__Work order A__. Summarize the comment thread in two sentences.
__Work order B__. Echo the comment thread word for word, starting at "Startups are the" and ending at "the shower jokes.".

Startups are the natural habitat of Randite dudebros, privileged libertarians, and assholes. Calling a nonprofit charity a startup is like calling a weekly farmer's market a fast food franchise.
cowicide — 2014-07-06T14:56:30-04:00 — #12
One thing is for sure, treating homeless people with dignity and human decency goes a long way in helping people to get back on their feet than treating people like they are criminals simply because they've run into severe misfortunes in thier lives.
dobby — 2014-07-06T14:56:45-04:00 — #13
I dislike the opportunistic Godwin caller trolling but yea, it is still too soon to make the shower jokes.
retepslluerb — 2014-07-06T14:56:56-04:00 — #14
Actually, not all of them are homeless. For some it is indeed a business.
Yes, and why shouldn't they? It's a free country, after all. As long as they don't do anything illegals, why not let them be?
Yes, indeed. That's why people are indeed looking at concepts like citizen's dividend.
It's vastly amusing that people flock around tv shows like Star Trek which basically promote a lifestyle based on this, but think that their warp fantasies and phaser pistoles are more worthwhile things to strive for than general human decency.
funruly — 2014-07-06T15:45:50-04:00 — #15
Totally fine if you want to engage in the time-honored pastime of slagging on Cory's hype, but there's no need to erase the female champion from this story in trying to talk smack.

__Provided material__.
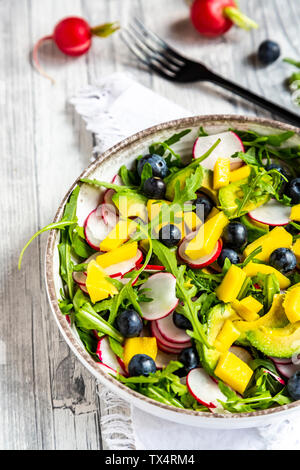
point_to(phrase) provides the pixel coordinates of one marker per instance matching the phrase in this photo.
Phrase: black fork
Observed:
(168, 63)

__Written solution A__. One comment rejects calling a nonprofit charity a startup, and another argues that treating homeless people with dignity helps them get back on their feet better than treating them as criminals. Later comments say it is too soon for shower jokes and object to erasing the female champion from the story while slagging on Cory's hype.

__Written solution B__.
Startups are the natural habitat of Randite dudebros, privileged libertarians, and assholes. Calling a nonprofit charity a startup is like calling a weekly farmer's market a fast food franchise.
cowicide — 2014-07-06T14:56:30-04:00 — #12
One thing is for sure, treating homeless people with dignity and human decency goes a long way in helping people to get back on their feet than treating people like they are criminals simply because they've run into severe misfortunes in thier lives.
dobby — 2014-07-06T14:56:45-04:00 — #13
I dislike the opportunistic Godwin caller trolling but yea, it is still too soon to make the shower jokes.